* **Exercise aim**:
"Trace" is the word to look for; copy each line of the listing where it occurs.
• • •
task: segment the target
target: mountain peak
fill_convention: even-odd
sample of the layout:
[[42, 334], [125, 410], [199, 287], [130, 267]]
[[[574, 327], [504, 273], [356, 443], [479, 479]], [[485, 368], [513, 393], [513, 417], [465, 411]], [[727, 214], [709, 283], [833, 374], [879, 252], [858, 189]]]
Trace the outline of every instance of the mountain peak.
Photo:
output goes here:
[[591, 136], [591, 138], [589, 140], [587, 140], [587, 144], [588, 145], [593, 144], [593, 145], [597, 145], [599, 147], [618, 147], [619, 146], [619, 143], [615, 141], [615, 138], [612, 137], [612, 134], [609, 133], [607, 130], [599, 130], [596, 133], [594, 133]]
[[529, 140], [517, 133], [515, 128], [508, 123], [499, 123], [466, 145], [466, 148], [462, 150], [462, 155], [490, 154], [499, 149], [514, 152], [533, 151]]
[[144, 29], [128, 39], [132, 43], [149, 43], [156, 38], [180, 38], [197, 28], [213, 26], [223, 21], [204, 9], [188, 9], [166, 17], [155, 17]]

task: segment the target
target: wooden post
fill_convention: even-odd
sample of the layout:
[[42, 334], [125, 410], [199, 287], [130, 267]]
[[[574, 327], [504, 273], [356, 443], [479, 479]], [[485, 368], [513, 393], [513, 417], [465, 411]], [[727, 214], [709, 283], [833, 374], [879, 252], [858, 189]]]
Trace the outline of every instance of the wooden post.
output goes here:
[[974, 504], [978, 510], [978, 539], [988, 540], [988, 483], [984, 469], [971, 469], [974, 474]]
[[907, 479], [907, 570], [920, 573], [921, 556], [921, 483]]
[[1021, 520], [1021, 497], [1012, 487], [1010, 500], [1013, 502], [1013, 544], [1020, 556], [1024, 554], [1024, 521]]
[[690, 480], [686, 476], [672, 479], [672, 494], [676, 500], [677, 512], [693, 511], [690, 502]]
• • •
* **Task solution**:
Trace the outline of every instance of the mountain peak.
Trace the outline of every instance of the wooden post.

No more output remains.